From my estimation, I look at this and I think, well, that’s not bad for a little product, little R2. It’s actually a doggone good product and it’s going to deliver a tremendous amount of business value to you and to your business.
At the same time, or roughly in the same time, we will also ship System Center Virtual Machine Manager R2. Roughly 60 days or so after the release of Windows Server. This is a very important product because this is how you, again, get that one tool set for managing your IT environment, physical and virtual. And we focused on similar feature enhancements of Windows Server to enable that data center fabric. Focusing on live migration and the automation that that provides, integrating deeply pro management pack. Those are really cool technologies, and you’ll see that in the demo in a moment.
Maintenance mode, VM migrations that you can actually take down VMs while you’re doing a whole bunch of maintenance on the host itself, moving all of that around without having to shut down systems. These are really critical things.

========================

== Task description ==
From the transcript about Windows Server R2, reproduce word for word the passage that begins with the words containing "From my estimation, I" and ends with "to your business.".

========================

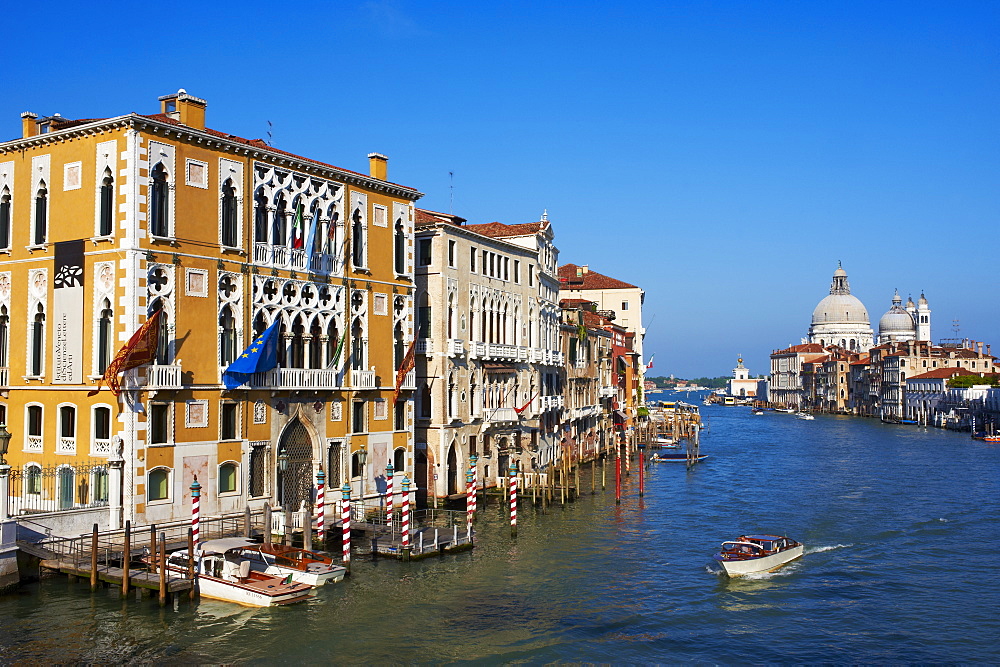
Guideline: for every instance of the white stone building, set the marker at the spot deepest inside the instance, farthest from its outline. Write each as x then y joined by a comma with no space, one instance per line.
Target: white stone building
489,369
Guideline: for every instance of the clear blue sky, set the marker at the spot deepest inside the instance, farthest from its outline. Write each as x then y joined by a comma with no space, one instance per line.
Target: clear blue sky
722,155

========================

== Result ==
From my estimation, I look at this and I think, well, that’s not bad for a little product, little R2. It’s actually a doggone good product and it’s going to deliver a tremendous amount of business value to you and to your business.